Could you filter the records below and keep only the lines with the word "instance"?

== INFORMATION SUPPLIED ==

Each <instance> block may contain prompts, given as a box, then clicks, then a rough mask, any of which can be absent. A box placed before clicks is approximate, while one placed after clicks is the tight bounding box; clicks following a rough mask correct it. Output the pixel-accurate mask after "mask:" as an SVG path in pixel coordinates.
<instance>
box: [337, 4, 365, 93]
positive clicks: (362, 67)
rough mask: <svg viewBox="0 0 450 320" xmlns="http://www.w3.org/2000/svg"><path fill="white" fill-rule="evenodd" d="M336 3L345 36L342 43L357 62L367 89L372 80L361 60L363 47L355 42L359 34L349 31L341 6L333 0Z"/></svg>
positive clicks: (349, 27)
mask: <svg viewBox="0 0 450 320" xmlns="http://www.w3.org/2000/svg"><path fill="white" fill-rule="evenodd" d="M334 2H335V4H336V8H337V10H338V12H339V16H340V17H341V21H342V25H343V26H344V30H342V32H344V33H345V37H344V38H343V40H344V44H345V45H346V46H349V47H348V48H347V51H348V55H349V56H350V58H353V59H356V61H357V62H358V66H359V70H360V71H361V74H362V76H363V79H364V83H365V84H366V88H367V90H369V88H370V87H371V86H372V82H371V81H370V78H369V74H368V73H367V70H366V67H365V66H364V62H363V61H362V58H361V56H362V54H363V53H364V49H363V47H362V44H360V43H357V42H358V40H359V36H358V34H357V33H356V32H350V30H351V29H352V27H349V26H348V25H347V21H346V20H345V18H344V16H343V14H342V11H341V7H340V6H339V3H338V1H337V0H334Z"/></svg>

===

• **SOLUTION**
Each <instance> block may contain prompts, given as a box, then clicks, then a rough mask, any of which can be absent. A box placed before clicks is approximate, while one placed after clicks is the tight bounding box; clicks following a rough mask correct it. Output the pixel-accurate mask after "mask:" as an SVG path in pixel coordinates.
<instance>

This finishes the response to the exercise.